■ **Aim**
Rewrite the lines below with "beige" changed to "gray" and everything else left as it is. Don't include the pictures.

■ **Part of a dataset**
## Start

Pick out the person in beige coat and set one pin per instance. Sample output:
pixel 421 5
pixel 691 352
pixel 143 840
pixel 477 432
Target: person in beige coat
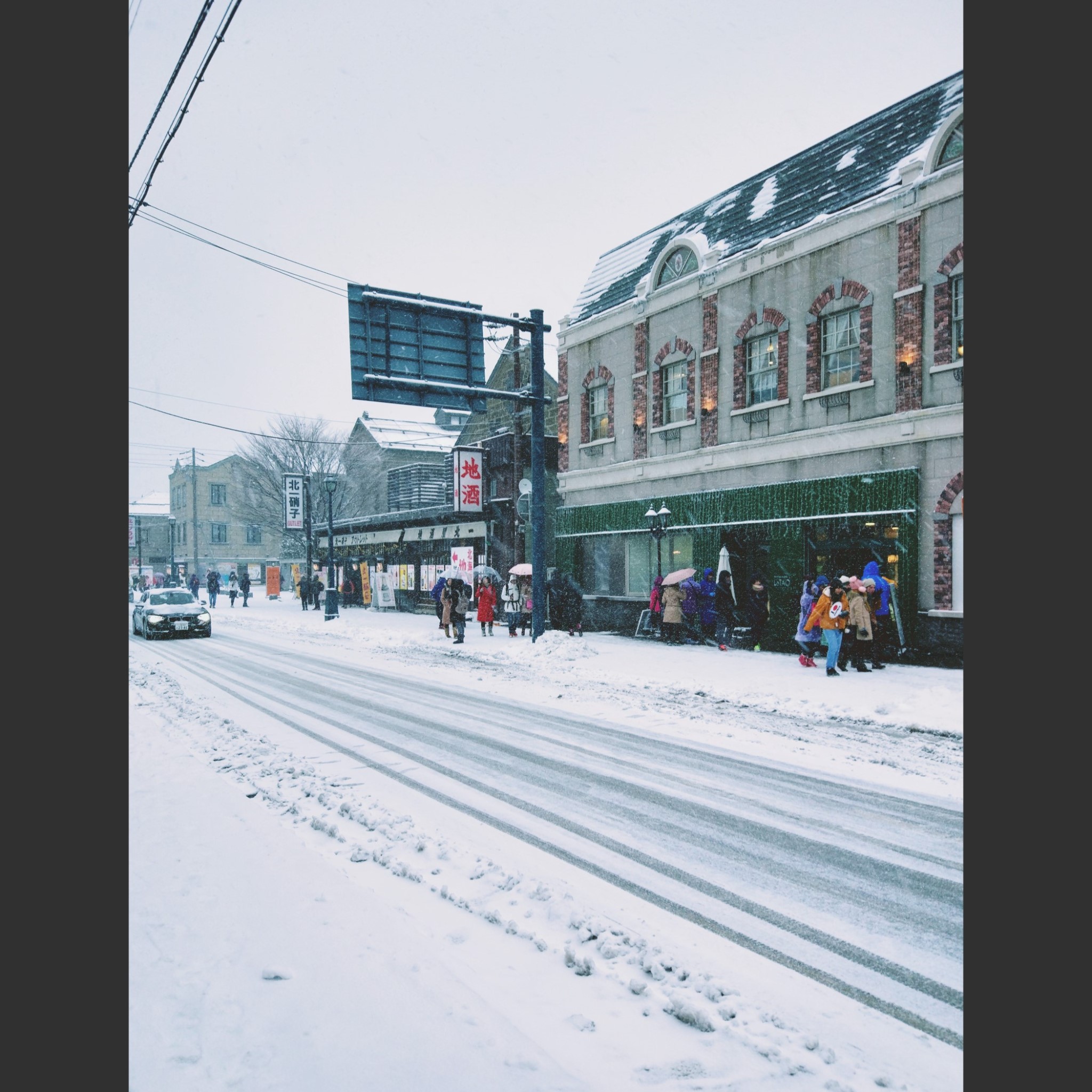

## End

■ **The completed task**
Pick out the person in gray coat and set one pin per instance. Sample output:
pixel 421 5
pixel 691 352
pixel 143 840
pixel 477 432
Target: person in gray coat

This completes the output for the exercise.